◆ **Text to read**
%%

Another article was then published retracting the claims that the Planchards in New Orleans were due any fortune in Puerto Rico.
Why would someone come up with this hoax? I have no idea. But this article clarifies some things.
Arthemise was a family nickname, her true name being Maria Asunsion Brule. She was married to Francisco Honorato Fortier, who died some forty or fifty years ago. She had by him a son, named Agustin Alfredo Fortier. She again married Carlos Blanchereau, who died a short time afterwards, and she herself died about thirty-five or thirty-six years ago. Her son Agustin Alfredo Fortier inherited the little property that she left, which is believed to be a small house and lot on Villa Street, and no other property is known of. She supported herself by making sweetmeats, jellies, etc., for sale to the people. This information has been obtained from relatives of her first husband, Francisco Honorato Fortier.
Although the first two articles had many details confused, this last one gets them right. Asunción Brulé remarried to Carlos Blanchereau after her first husband’s death. I have no idea why anyone thought the New Orleans Planchards would be due any fortune left by Honoré, because he and Asunción have many descendants in Puerto Rico via their son Agustin Alfredo. I would imagine the Fortiers in New Orleans thought they might be able to claim by showing that none of Honoré’s descendants were “legitimate”, but I’m not so sure they were considered illegitimate in Puerto Rico just because they were the product of a mixed race union. These sorts of laws varied a lot by both time and place.

%%

Excerpts from a point labeling dataset
%%

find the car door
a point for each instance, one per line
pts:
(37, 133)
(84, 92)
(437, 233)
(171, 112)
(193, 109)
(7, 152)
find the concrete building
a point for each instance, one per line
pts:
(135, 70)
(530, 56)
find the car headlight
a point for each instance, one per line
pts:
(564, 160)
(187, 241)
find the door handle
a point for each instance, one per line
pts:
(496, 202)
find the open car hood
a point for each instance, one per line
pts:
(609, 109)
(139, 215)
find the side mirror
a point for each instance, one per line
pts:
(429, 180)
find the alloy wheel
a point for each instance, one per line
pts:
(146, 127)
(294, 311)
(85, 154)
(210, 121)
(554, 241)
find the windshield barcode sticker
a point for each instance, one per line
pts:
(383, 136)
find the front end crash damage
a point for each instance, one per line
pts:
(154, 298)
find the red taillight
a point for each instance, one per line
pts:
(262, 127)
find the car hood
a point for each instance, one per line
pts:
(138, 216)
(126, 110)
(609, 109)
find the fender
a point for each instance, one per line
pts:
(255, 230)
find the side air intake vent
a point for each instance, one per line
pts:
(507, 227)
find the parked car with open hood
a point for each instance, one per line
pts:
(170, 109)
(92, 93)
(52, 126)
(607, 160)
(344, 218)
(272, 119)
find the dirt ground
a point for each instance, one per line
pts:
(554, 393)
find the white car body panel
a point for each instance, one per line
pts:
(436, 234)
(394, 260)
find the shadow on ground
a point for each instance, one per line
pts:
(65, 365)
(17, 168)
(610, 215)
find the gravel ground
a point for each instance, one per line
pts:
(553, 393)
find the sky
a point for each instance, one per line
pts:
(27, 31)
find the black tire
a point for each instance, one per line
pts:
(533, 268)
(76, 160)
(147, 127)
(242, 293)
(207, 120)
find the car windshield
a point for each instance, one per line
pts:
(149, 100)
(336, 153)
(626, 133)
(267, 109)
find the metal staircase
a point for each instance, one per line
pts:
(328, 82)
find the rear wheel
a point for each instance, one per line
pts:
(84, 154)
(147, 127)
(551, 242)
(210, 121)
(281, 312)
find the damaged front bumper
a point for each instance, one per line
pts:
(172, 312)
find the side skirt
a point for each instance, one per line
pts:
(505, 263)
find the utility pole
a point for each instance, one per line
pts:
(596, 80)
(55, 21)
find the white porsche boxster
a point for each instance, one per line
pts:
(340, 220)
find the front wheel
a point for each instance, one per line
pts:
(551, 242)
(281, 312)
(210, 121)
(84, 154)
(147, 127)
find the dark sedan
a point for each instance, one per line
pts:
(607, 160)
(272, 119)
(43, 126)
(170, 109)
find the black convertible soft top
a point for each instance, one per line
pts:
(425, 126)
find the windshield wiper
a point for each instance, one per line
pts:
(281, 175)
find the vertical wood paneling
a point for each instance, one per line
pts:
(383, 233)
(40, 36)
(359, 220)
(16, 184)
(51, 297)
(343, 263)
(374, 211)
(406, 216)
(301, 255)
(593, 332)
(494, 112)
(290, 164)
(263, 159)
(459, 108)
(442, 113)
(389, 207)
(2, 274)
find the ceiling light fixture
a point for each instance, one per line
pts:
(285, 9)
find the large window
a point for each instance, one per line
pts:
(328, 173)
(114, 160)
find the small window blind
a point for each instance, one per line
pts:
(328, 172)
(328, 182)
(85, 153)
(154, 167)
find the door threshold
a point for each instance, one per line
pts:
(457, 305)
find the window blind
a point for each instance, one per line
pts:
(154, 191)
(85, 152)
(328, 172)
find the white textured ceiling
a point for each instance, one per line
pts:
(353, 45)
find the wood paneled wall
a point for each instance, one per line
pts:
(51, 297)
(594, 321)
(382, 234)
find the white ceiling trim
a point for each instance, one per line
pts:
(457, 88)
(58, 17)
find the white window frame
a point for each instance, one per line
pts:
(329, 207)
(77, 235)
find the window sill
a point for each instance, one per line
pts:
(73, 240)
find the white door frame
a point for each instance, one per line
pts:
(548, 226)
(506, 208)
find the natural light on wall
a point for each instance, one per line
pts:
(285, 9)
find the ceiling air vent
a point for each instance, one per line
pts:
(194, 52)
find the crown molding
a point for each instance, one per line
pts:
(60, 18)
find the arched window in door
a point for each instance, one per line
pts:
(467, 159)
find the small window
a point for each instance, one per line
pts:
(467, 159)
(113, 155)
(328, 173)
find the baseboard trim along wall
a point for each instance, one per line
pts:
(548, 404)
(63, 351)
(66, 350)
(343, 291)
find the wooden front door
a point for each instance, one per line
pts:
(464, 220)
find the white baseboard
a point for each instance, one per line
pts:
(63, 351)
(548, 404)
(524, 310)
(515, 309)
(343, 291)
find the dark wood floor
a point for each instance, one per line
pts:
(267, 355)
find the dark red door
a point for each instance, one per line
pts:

%%

◆ **To be done**
Please state how Arthemise supported herself, according to the text about the Fortier inheritance hoax.

◆ **Task solution**
She made sweetmeats, jellies, and similar goods for sale to the people.